▶ **Given request A**
Decide whether each statement agrees with the Marie Kawthar Daouda excerpt, answering yes or no and quoting the words from the excerpt that settle it: (i) The speaker says the mean things heard or read came mainly from the liberal left. (ii) The speaker says there was a great deal of backlash. (iii) The speaker describes being empowered as an active objective.
▶ **Given request B**
Please retype the part of the Marie Kawthar Daouda excerpt between "I often say" and "the Twitter insults.", inclusive.
▶ **Given request C**
Write what comes next in the Marie Kawthar Daouda excerpt, picking up after its last sentence.

▶ **Selected text**
Marie Kawthar Daouda:
I turn off Twitter. It’s incredibly relieving. I just turned it off and that’s it. Well, I thankfully didn’t get that much backlash. The mean things that I’ve heard or read mainly came from the liberal left. So there’s that paradox that Kim Balanoff also said that any racist insults she ever had only came from the liberal left. So it’s this idea that, well, if you’re a person from an ethnic minority, please stay in your space. You stay where you belong and wise white people will tell you what you should think or say. So it’s a bit of a paradoxical situation when everything is about empowerment.
I often say that to be empowered is still a passive objective. You have to look back at the person who empowered you, and that person who gave you power is just as well capable of taking it back from you. So many lobbies advocate this idea of, well, no, you have to be black and proud and all that, anti-racist, et cetera, et cetera. But you have to tow the line. And if you don’t, then on with the Twitter insults.

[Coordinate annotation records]

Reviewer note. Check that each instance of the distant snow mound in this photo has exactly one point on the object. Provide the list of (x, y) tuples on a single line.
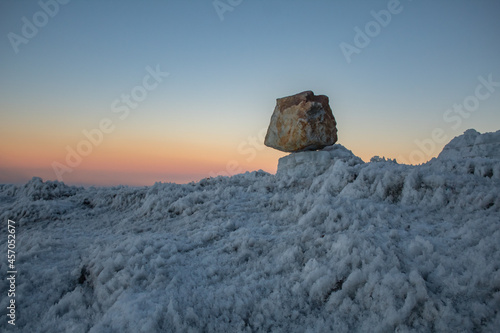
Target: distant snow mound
[(473, 144), (312, 163)]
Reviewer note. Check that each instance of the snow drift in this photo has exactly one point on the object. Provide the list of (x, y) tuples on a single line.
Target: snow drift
[(329, 243)]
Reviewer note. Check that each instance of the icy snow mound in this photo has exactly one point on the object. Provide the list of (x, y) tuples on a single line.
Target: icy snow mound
[(473, 144), (329, 244), (312, 163)]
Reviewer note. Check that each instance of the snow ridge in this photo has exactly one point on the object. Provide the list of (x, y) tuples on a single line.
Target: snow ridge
[(328, 244)]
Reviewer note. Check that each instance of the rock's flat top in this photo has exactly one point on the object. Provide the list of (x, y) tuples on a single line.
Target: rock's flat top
[(302, 122)]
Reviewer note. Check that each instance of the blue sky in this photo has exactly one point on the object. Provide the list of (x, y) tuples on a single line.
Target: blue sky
[(224, 77)]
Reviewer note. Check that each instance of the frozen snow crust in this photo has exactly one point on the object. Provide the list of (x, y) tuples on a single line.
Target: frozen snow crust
[(347, 246)]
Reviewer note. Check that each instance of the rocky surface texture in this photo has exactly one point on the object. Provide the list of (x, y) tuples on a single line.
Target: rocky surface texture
[(302, 122)]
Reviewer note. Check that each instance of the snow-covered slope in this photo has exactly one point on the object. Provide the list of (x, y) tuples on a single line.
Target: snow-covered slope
[(329, 244)]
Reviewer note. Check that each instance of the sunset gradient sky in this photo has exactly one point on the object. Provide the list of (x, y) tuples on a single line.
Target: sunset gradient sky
[(418, 78)]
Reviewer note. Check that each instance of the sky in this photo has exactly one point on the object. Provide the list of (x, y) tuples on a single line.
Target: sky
[(137, 92)]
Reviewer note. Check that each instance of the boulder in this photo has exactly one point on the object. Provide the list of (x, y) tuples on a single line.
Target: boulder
[(301, 122)]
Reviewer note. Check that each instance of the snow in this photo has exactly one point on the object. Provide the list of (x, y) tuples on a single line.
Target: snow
[(327, 244)]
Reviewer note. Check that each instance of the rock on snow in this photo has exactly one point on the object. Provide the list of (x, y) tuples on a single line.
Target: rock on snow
[(301, 122), (329, 244)]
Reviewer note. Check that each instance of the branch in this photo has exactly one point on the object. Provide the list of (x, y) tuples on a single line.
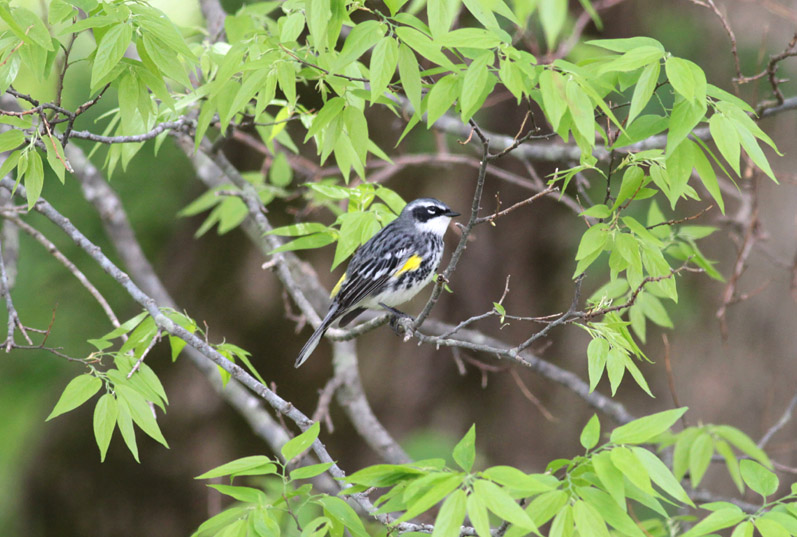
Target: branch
[(53, 250), (108, 205)]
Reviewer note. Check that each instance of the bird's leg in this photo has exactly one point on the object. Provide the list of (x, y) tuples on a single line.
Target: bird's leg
[(400, 322)]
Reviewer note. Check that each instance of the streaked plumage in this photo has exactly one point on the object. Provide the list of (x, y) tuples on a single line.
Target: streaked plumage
[(391, 268)]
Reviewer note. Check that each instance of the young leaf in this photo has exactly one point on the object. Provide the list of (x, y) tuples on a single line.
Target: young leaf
[(591, 432), (501, 503), (105, 415), (254, 465), (110, 51), (141, 412), (452, 513), (465, 450), (79, 390), (644, 90), (758, 478), (313, 470), (125, 423), (610, 476), (477, 513), (410, 76), (724, 518), (343, 512), (661, 475), (589, 521), (384, 60), (700, 457), (34, 178), (301, 443)]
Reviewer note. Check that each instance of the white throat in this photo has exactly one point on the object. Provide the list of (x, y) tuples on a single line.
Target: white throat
[(436, 225)]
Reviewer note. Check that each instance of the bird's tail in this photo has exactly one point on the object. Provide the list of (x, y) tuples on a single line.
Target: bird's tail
[(312, 343)]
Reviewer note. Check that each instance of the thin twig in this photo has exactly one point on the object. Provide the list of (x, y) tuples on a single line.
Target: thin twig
[(138, 363), (784, 419)]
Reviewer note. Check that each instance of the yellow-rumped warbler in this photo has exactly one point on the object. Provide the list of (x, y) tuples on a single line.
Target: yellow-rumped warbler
[(390, 268)]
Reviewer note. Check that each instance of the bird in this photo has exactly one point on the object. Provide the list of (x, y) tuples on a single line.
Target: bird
[(390, 268)]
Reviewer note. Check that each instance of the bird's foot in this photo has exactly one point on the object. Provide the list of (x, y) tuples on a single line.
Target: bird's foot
[(400, 322)]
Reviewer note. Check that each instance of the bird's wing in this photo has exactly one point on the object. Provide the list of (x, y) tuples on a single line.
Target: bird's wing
[(368, 271)]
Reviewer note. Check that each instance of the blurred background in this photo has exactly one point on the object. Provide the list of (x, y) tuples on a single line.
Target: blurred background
[(51, 480)]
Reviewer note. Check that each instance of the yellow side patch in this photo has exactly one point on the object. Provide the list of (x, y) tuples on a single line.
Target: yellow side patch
[(337, 286), (411, 264)]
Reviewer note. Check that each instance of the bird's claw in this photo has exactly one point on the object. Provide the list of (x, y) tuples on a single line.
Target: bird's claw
[(400, 322)]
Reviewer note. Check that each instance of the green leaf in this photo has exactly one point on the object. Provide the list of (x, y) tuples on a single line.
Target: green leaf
[(501, 503), (254, 465), (687, 79), (593, 240), (770, 528), (383, 475), (313, 470), (700, 457), (626, 44), (474, 85), (79, 390), (644, 89), (731, 463), (441, 97), (11, 139), (725, 135), (552, 88), (707, 174), (724, 518), (469, 38), (581, 110), (628, 463), (743, 443), (291, 27), (661, 475), (384, 60), (410, 76), (610, 477), (758, 478), (105, 415), (562, 525), (241, 494), (597, 353), (477, 513), (343, 512), (141, 412), (591, 432), (544, 507), (609, 511), (309, 242), (441, 486), (125, 423), (685, 117), (452, 514), (296, 230), (553, 14), (520, 482), (110, 51), (753, 150), (465, 450), (440, 14), (301, 443), (286, 77), (615, 367), (589, 521), (362, 37)]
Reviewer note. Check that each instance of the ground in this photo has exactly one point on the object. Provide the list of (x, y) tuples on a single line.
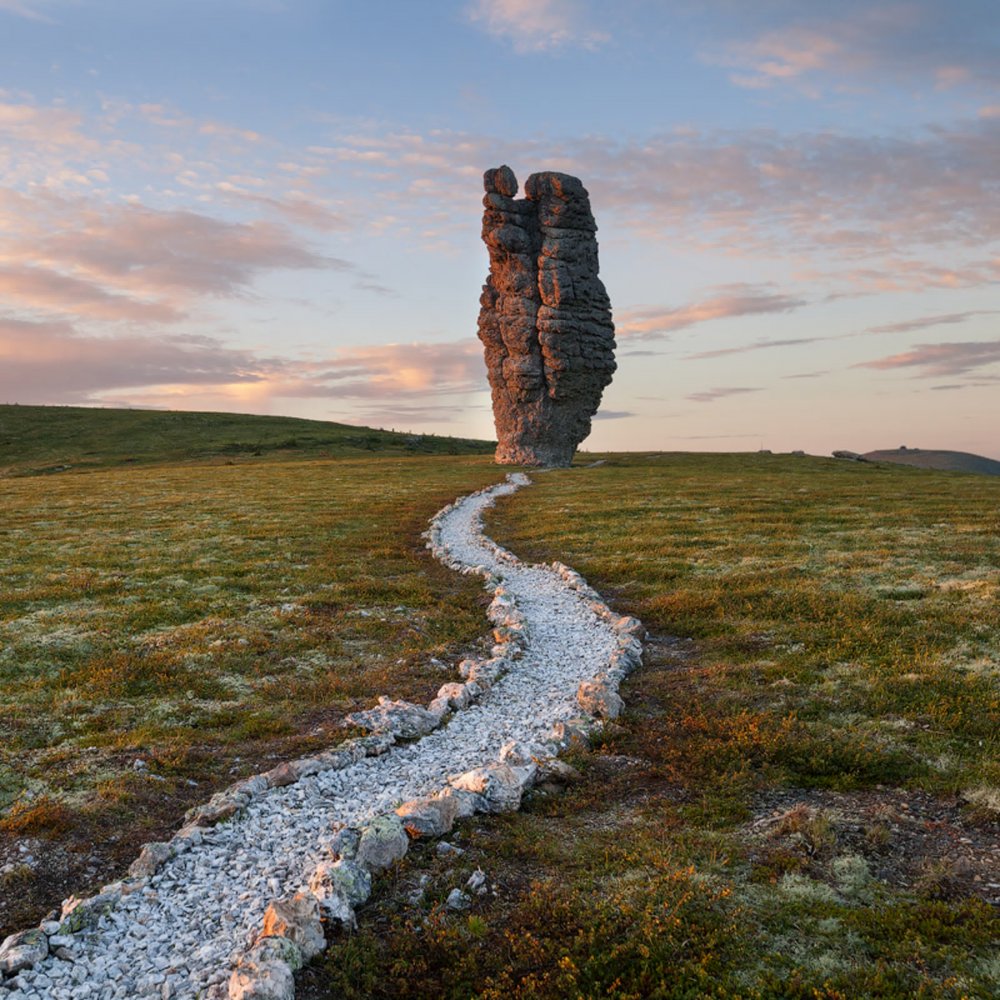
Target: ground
[(800, 801)]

▶ **Output A**
(i) Yes: "The mean things that I’ve heard or read mainly came from the liberal left."
(ii) No: "I thankfully didn’t get that much backlash."
(iii) No: "I often say that to be empowered is still a passive objective."

▶ **Output B**
I often say that to be empowered is still a passive objective. You have to look back at the person who empowered you, and that person who gave you power is just as well capable of taking it back from you. So many lobbies advocate this idea of, well, no, you have to be black and proud and all that, anti-racist, et cetera, et cetera. But you have to tow the line. And if you don’t, then on with the Twitter insults.

▶ **Output C**
John Roskam:
Can I ask you something again that many members are very curious about? So French intellectuals going back to Rousseau then the 20th century by many blamed for the scourge of postmodernism and its variance and it’s given us this ideology that we’re now discussing. But the paradox seems to be that in France where so much of this came from, there seems to be a better understanding of the past and a defense of the past by politicians in a way, there isn’t in the English-speaking world. Can you guide us through why that may be?
Marie Kawthar Daouda:
I’d probably go back to a very blatant cliches about the difference in nations. The French are often angry and won’t hesitate to let you know they’re angry. It’s not something we do on this island. So I’d say there’s a stronger culture of dissent in France of just saying that you disagree with things just because you disagree. For better or for worse, sometimes the matters of disagreements are quite fickle and volatile, and sometimes they’re very serious.
So when it comes to the appreciation of the cause, I’d say, well, also still has a very strong influence in France. France pretends it has been born in 1789, which is yet another problem. So while Britain has a longstanding history of, well, going through crisis, powering through, fixing the broken pot, carrying on, having this sort of well patched-up identity, France has this delusion that, “No, we only began in 1789 and everyone is equal and everything is perfect.”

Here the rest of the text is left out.